== Excerpted records ==

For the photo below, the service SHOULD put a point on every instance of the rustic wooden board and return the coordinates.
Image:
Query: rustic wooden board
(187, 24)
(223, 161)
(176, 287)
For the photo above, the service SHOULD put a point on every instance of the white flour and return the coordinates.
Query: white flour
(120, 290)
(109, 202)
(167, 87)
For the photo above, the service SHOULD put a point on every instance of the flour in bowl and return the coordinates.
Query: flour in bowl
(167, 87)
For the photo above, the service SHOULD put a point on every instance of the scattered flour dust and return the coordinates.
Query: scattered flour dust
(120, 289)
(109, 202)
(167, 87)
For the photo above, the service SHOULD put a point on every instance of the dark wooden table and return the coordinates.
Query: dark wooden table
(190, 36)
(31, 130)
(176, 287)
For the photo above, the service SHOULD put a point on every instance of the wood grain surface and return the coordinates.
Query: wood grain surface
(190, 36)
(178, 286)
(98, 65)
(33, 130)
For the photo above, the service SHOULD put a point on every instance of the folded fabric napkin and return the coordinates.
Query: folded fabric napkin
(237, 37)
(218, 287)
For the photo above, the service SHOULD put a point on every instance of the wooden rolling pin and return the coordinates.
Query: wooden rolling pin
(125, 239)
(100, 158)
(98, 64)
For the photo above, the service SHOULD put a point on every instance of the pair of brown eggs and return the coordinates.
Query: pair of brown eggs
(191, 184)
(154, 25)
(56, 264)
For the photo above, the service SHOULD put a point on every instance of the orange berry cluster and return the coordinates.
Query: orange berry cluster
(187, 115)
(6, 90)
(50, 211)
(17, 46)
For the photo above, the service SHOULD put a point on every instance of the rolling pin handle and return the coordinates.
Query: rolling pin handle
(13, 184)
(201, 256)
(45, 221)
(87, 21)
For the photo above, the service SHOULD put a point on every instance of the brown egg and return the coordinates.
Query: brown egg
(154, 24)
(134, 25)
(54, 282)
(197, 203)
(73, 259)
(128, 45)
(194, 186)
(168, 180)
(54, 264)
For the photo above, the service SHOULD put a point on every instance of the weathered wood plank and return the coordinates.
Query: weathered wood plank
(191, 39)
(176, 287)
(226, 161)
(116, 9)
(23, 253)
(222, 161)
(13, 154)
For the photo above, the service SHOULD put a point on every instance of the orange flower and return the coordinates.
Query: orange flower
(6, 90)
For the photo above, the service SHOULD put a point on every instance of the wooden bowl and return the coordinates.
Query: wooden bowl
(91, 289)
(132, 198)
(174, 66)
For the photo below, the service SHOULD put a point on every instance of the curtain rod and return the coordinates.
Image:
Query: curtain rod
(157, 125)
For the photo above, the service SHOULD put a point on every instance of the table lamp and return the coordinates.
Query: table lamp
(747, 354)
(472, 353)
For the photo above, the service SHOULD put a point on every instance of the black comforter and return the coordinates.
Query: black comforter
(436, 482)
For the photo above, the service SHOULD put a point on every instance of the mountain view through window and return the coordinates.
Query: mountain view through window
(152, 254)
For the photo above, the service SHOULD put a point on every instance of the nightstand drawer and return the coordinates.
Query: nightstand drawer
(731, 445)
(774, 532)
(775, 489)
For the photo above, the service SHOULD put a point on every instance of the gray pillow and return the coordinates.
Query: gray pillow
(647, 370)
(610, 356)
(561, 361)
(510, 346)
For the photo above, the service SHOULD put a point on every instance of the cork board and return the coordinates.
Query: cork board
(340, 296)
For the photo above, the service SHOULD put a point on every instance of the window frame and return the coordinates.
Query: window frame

===
== Excerpted records ==

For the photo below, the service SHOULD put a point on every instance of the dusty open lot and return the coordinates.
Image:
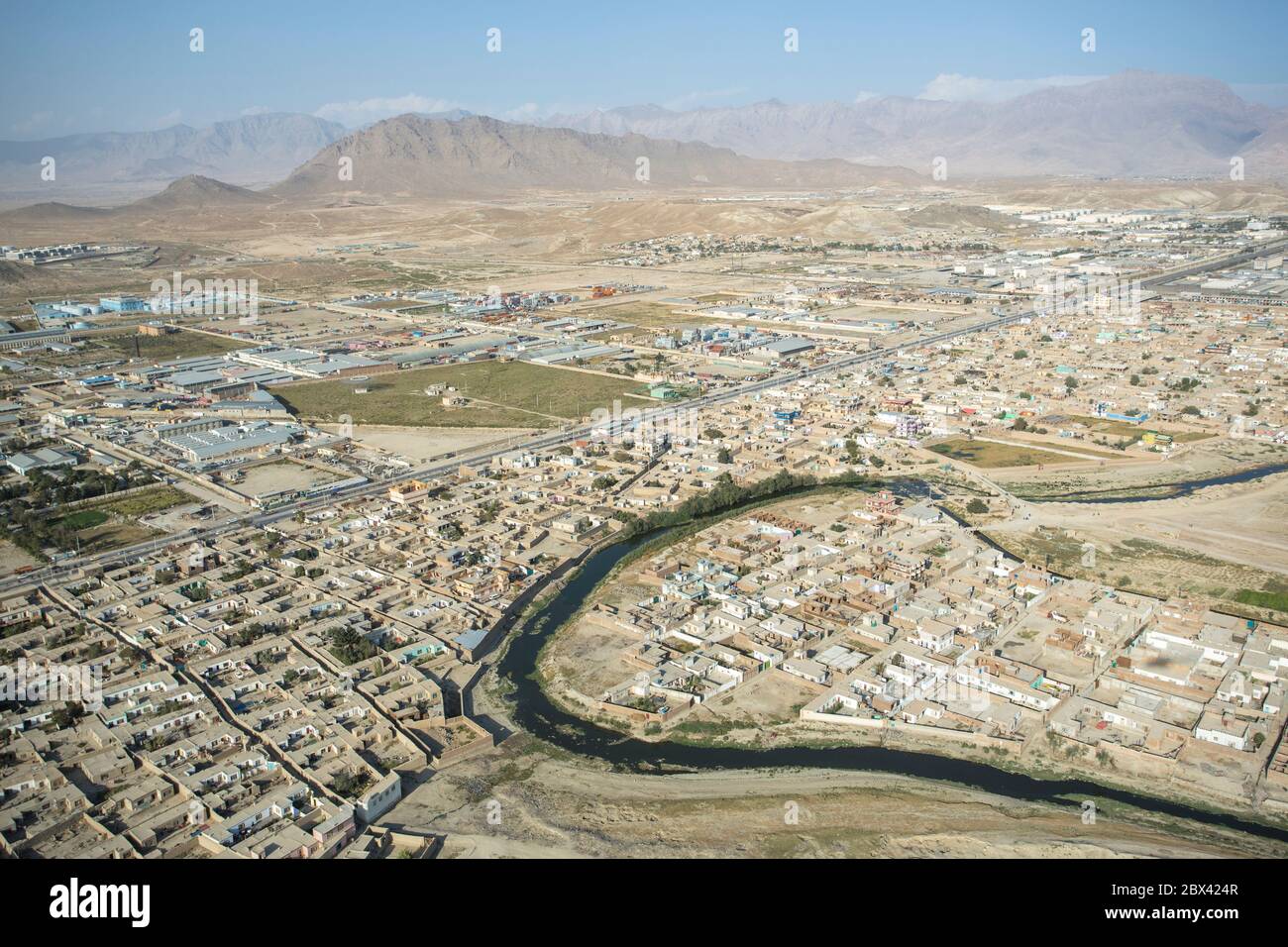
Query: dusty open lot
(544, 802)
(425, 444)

===

*Set problem*. Count the rows above that contain the string "berry", and reply with that number alone.

*Written answer*. 2